◆ To do: Keep only the lines in the rows below that contain the string "stripe", and copy each of them unchanged. The match is case-sensitive.

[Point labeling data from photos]
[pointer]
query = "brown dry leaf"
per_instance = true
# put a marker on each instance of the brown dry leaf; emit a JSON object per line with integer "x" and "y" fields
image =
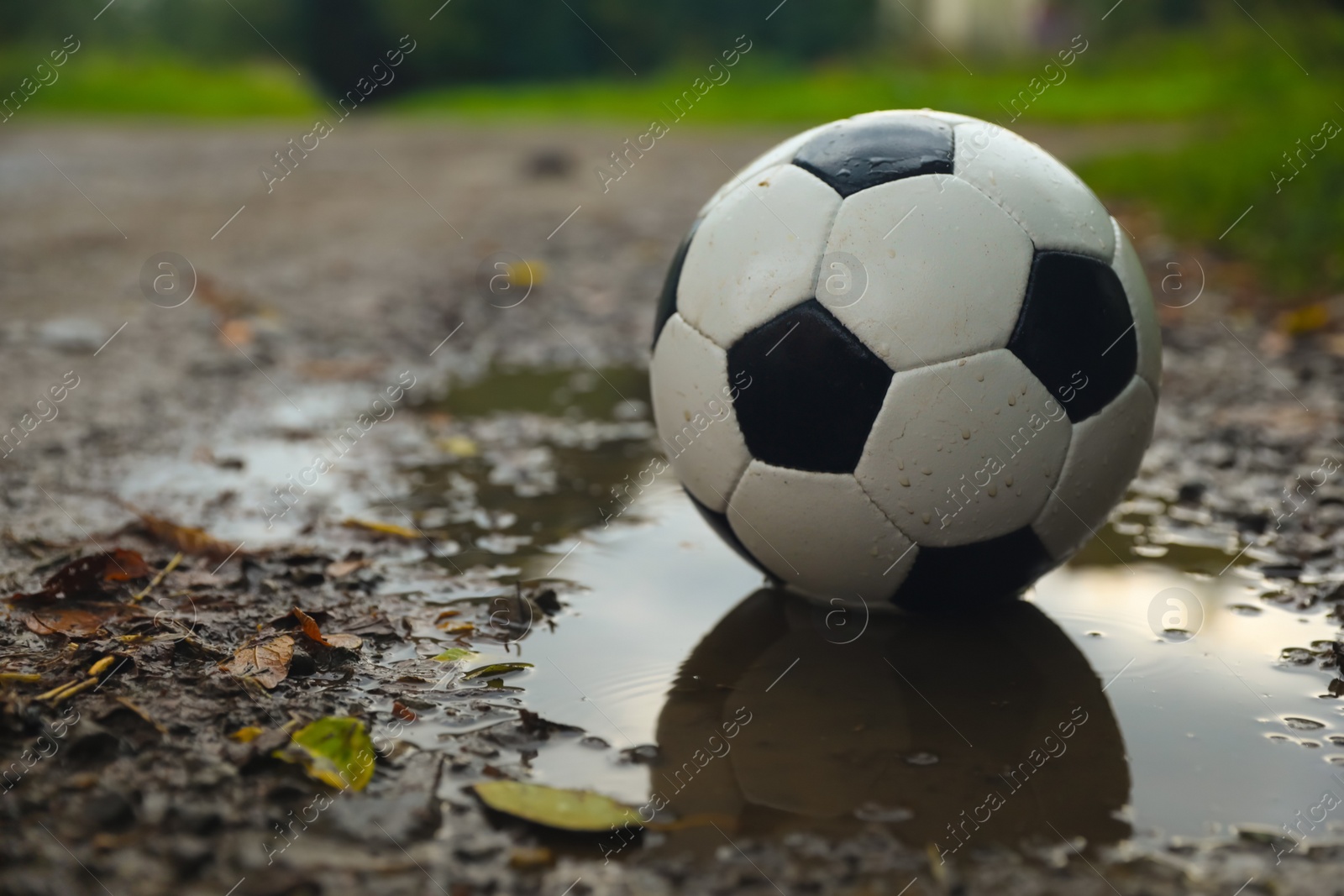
{"x": 235, "y": 333}
{"x": 226, "y": 302}
{"x": 342, "y": 369}
{"x": 382, "y": 528}
{"x": 73, "y": 622}
{"x": 524, "y": 857}
{"x": 187, "y": 539}
{"x": 309, "y": 627}
{"x": 342, "y": 569}
{"x": 144, "y": 715}
{"x": 268, "y": 661}
{"x": 87, "y": 577}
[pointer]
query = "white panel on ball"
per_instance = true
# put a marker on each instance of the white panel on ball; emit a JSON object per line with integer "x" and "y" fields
{"x": 942, "y": 270}
{"x": 1045, "y": 196}
{"x": 965, "y": 450}
{"x": 819, "y": 532}
{"x": 1102, "y": 458}
{"x": 904, "y": 114}
{"x": 777, "y": 155}
{"x": 692, "y": 410}
{"x": 1132, "y": 277}
{"x": 756, "y": 253}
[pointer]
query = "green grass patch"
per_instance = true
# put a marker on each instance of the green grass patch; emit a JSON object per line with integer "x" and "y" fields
{"x": 93, "y": 83}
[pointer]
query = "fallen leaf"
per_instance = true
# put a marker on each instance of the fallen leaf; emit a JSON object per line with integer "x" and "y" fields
{"x": 528, "y": 273}
{"x": 497, "y": 669}
{"x": 309, "y": 627}
{"x": 98, "y": 668}
{"x": 19, "y": 678}
{"x": 1304, "y": 320}
{"x": 268, "y": 661}
{"x": 382, "y": 528}
{"x": 459, "y": 446}
{"x": 73, "y": 622}
{"x": 327, "y": 369}
{"x": 531, "y": 857}
{"x": 187, "y": 539}
{"x": 143, "y": 714}
{"x": 454, "y": 653}
{"x": 555, "y": 808}
{"x": 235, "y": 333}
{"x": 335, "y": 750}
{"x": 246, "y": 735}
{"x": 89, "y": 577}
{"x": 342, "y": 569}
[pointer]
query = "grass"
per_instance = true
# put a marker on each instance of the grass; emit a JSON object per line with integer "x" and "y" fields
{"x": 112, "y": 85}
{"x": 1245, "y": 96}
{"x": 773, "y": 96}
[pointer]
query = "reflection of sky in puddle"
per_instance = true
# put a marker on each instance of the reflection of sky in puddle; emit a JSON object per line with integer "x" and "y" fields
{"x": 1202, "y": 721}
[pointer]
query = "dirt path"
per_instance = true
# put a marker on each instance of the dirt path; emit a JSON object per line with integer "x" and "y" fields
{"x": 312, "y": 301}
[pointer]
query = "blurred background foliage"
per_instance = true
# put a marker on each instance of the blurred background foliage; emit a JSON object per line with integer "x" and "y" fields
{"x": 1243, "y": 80}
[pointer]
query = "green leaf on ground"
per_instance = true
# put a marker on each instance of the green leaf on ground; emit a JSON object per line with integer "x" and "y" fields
{"x": 496, "y": 669}
{"x": 335, "y": 750}
{"x": 555, "y": 808}
{"x": 454, "y": 653}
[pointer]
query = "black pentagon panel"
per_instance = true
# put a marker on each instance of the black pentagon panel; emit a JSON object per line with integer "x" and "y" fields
{"x": 858, "y": 155}
{"x": 974, "y": 575}
{"x": 719, "y": 523}
{"x": 1075, "y": 332}
{"x": 667, "y": 301}
{"x": 812, "y": 394}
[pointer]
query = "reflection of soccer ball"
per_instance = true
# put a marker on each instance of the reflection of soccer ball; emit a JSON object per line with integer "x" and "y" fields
{"x": 906, "y": 355}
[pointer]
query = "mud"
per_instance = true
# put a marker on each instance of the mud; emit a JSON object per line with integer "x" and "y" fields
{"x": 363, "y": 273}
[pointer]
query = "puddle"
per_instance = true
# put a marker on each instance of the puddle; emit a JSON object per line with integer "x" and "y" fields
{"x": 1095, "y": 708}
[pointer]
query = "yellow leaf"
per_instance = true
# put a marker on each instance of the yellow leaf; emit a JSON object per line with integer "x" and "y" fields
{"x": 1304, "y": 320}
{"x": 459, "y": 446}
{"x": 383, "y": 528}
{"x": 528, "y": 273}
{"x": 246, "y": 735}
{"x": 555, "y": 808}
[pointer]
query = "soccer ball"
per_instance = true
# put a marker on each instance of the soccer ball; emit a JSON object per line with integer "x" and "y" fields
{"x": 906, "y": 356}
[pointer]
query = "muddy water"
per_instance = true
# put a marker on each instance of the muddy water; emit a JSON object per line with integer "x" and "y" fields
{"x": 1156, "y": 689}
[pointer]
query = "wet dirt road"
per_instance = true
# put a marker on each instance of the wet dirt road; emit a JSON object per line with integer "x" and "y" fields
{"x": 365, "y": 275}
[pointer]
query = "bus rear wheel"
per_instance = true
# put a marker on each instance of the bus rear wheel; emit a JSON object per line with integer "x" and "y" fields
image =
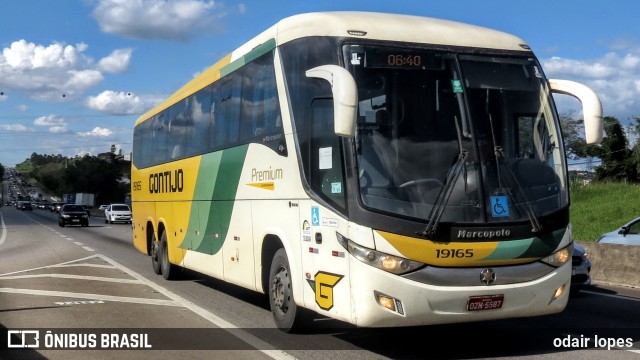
{"x": 287, "y": 315}
{"x": 155, "y": 255}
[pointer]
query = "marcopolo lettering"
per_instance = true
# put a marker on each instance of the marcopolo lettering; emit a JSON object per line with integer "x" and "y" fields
{"x": 483, "y": 234}
{"x": 166, "y": 182}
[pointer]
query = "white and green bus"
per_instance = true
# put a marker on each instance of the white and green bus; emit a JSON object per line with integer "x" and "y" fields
{"x": 384, "y": 170}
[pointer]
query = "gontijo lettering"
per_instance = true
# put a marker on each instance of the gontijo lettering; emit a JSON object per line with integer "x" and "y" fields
{"x": 166, "y": 182}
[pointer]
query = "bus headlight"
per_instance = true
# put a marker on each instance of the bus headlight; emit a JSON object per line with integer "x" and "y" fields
{"x": 393, "y": 264}
{"x": 559, "y": 257}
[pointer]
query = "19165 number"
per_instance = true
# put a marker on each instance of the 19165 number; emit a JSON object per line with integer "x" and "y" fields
{"x": 453, "y": 253}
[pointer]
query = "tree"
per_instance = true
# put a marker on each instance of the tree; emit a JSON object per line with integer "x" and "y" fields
{"x": 617, "y": 162}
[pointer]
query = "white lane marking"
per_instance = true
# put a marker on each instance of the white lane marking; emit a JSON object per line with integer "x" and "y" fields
{"x": 615, "y": 296}
{"x": 176, "y": 300}
{"x": 76, "y": 277}
{"x": 72, "y": 295}
{"x": 248, "y": 338}
{"x": 3, "y": 234}
{"x": 71, "y": 263}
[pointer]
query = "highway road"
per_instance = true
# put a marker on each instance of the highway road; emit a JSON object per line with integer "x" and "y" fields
{"x": 81, "y": 289}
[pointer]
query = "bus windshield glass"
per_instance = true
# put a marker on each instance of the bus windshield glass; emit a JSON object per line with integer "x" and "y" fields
{"x": 449, "y": 137}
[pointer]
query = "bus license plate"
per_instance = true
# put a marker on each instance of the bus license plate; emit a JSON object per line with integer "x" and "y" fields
{"x": 485, "y": 302}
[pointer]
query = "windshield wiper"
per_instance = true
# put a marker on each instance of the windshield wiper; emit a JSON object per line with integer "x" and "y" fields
{"x": 502, "y": 161}
{"x": 459, "y": 167}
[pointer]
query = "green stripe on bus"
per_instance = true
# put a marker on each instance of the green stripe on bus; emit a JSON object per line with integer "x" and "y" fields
{"x": 535, "y": 247}
{"x": 247, "y": 58}
{"x": 215, "y": 191}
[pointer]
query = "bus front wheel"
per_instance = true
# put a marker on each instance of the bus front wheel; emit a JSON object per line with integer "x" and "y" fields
{"x": 287, "y": 315}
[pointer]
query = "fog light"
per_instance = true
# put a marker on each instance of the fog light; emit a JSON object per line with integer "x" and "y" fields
{"x": 559, "y": 291}
{"x": 389, "y": 302}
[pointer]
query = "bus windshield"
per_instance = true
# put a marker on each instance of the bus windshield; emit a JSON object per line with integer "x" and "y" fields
{"x": 449, "y": 137}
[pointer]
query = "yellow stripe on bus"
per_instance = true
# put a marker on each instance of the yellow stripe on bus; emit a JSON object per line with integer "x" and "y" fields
{"x": 451, "y": 254}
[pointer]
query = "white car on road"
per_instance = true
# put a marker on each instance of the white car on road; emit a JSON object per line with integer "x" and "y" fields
{"x": 117, "y": 213}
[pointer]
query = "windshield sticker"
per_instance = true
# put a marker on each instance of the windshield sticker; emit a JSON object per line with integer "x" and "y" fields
{"x": 315, "y": 216}
{"x": 306, "y": 231}
{"x": 325, "y": 159}
{"x": 499, "y": 206}
{"x": 355, "y": 58}
{"x": 330, "y": 222}
{"x": 456, "y": 85}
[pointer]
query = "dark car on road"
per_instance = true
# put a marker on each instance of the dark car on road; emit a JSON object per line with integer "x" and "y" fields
{"x": 24, "y": 205}
{"x": 581, "y": 269}
{"x": 627, "y": 234}
{"x": 71, "y": 214}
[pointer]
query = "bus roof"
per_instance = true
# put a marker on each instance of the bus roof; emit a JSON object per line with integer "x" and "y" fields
{"x": 361, "y": 25}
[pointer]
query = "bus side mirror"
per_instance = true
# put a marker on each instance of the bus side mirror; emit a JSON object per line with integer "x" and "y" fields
{"x": 345, "y": 97}
{"x": 591, "y": 107}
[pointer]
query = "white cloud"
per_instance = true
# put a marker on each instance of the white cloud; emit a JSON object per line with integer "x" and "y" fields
{"x": 117, "y": 62}
{"x": 615, "y": 77}
{"x": 97, "y": 132}
{"x": 49, "y": 73}
{"x": 14, "y": 128}
{"x": 157, "y": 19}
{"x": 55, "y": 124}
{"x": 118, "y": 103}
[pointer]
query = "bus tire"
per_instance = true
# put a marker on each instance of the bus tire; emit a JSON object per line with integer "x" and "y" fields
{"x": 287, "y": 315}
{"x": 168, "y": 269}
{"x": 155, "y": 255}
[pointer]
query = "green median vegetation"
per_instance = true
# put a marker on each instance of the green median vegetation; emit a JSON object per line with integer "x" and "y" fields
{"x": 597, "y": 208}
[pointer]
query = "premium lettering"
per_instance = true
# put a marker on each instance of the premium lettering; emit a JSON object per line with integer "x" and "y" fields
{"x": 483, "y": 234}
{"x": 166, "y": 182}
{"x": 265, "y": 175}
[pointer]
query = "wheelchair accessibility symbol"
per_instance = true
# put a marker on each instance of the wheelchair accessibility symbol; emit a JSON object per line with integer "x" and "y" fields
{"x": 499, "y": 206}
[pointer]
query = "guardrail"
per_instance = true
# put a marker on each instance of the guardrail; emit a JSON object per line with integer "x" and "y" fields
{"x": 614, "y": 264}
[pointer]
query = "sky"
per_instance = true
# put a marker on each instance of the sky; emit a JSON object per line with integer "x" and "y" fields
{"x": 76, "y": 74}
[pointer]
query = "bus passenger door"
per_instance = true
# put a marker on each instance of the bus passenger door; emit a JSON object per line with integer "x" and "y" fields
{"x": 324, "y": 262}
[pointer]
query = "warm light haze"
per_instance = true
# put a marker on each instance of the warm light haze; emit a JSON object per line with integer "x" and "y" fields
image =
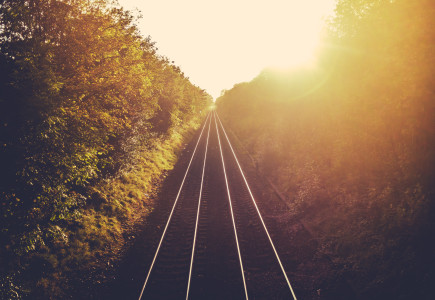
{"x": 220, "y": 43}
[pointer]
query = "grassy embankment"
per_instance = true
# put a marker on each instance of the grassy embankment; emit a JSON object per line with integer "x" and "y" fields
{"x": 351, "y": 145}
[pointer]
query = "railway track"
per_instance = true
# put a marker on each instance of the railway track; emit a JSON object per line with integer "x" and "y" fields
{"x": 215, "y": 243}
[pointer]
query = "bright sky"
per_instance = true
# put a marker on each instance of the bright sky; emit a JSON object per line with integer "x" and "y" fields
{"x": 222, "y": 42}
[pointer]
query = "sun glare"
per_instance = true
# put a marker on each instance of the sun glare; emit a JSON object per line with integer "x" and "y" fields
{"x": 220, "y": 43}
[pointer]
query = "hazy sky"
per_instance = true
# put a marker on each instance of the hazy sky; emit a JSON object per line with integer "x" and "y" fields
{"x": 222, "y": 42}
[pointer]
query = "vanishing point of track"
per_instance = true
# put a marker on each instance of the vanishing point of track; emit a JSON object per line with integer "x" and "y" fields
{"x": 215, "y": 244}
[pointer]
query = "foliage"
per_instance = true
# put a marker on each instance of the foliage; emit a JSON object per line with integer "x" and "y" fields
{"x": 352, "y": 143}
{"x": 84, "y": 97}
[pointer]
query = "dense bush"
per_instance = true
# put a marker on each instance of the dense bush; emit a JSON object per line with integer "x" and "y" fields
{"x": 85, "y": 101}
{"x": 352, "y": 144}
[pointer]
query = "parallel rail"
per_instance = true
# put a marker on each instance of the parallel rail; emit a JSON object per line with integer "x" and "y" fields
{"x": 213, "y": 203}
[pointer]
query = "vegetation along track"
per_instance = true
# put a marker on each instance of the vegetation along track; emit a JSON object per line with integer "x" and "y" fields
{"x": 214, "y": 244}
{"x": 207, "y": 239}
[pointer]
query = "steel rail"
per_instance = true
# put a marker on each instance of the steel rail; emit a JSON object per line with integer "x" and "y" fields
{"x": 256, "y": 207}
{"x": 173, "y": 208}
{"x": 231, "y": 210}
{"x": 197, "y": 213}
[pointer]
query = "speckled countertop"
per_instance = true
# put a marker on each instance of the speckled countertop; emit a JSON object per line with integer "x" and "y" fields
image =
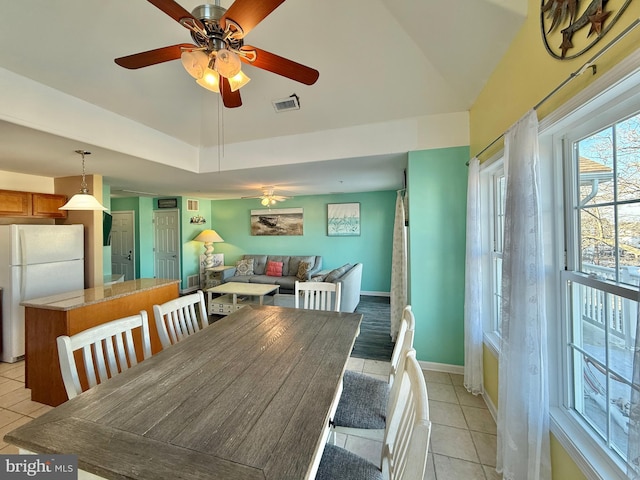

◆ Answer to the exercise:
query = "green stripe on bus"
# put a marker on each instance of the green stripe on bus; emit a JSON object per line with integer "x" and "y" fields
query = "yellow stripe on bus"
# put a marker on each instance of the yellow stripe on bus; emit a JSON object per line with integer "x" and "y" fields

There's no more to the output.